▸ **AIM OF THE EXERCISE**: Copy out again, unchanged, the listing below from the line that has "find dark work" through the line that has "find construction site".

▸ **RECORD EXCERPTS**:
_____
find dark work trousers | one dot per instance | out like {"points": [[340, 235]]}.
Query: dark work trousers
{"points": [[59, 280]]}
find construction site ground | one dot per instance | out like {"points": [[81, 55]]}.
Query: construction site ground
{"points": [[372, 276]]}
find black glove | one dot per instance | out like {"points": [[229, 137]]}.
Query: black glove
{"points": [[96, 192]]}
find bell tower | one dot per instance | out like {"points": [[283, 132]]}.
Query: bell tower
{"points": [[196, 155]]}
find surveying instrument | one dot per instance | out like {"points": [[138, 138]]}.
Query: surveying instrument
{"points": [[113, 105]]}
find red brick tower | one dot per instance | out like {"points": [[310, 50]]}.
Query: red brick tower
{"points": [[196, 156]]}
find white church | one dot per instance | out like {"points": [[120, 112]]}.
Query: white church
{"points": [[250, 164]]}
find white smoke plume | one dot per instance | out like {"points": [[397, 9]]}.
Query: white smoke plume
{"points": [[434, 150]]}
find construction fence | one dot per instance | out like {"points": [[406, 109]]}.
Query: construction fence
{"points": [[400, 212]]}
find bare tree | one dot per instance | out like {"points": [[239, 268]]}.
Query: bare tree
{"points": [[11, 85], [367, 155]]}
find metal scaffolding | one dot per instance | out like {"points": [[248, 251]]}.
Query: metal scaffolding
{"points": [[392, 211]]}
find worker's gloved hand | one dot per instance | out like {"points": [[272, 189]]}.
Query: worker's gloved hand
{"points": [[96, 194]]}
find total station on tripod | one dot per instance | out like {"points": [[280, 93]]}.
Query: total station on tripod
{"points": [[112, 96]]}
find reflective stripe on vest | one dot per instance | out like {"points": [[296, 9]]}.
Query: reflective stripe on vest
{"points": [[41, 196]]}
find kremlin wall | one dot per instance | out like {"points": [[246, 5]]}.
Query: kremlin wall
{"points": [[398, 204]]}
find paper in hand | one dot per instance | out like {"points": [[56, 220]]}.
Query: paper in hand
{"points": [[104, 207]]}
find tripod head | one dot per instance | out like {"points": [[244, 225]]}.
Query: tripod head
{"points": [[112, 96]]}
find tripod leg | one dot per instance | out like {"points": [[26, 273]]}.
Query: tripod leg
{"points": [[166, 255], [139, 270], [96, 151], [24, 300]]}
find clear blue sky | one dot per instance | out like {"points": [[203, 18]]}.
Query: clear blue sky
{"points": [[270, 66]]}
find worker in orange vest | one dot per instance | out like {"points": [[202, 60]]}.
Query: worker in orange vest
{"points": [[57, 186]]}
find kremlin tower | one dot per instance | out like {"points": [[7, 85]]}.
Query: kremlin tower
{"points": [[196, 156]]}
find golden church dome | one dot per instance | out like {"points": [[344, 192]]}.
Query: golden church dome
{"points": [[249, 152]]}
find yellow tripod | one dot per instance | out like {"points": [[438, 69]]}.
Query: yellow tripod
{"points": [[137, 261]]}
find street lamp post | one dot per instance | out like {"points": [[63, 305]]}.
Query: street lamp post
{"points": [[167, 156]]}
_____
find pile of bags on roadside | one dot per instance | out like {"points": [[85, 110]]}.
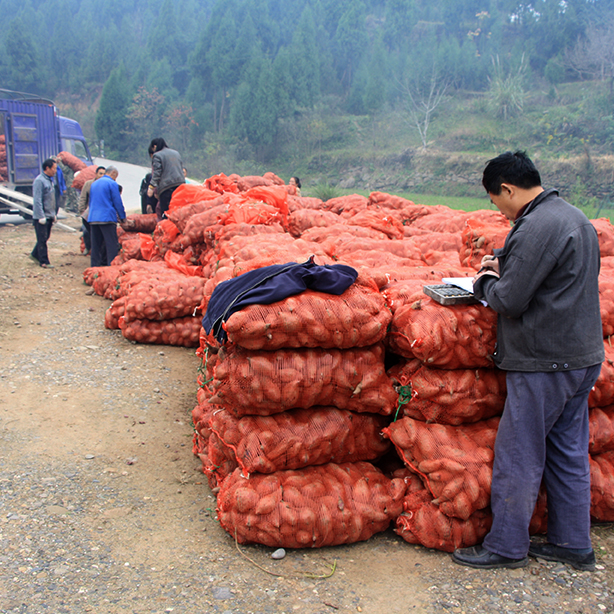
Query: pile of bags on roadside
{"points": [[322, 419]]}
_____
▸ **TASK ANSWER**:
find dark work trousers | one dot per instance | out like {"points": [[340, 235]]}.
Query: dark work trousers
{"points": [[59, 280]]}
find construction site ground | one dot per instance | out like {"points": [[81, 55]]}.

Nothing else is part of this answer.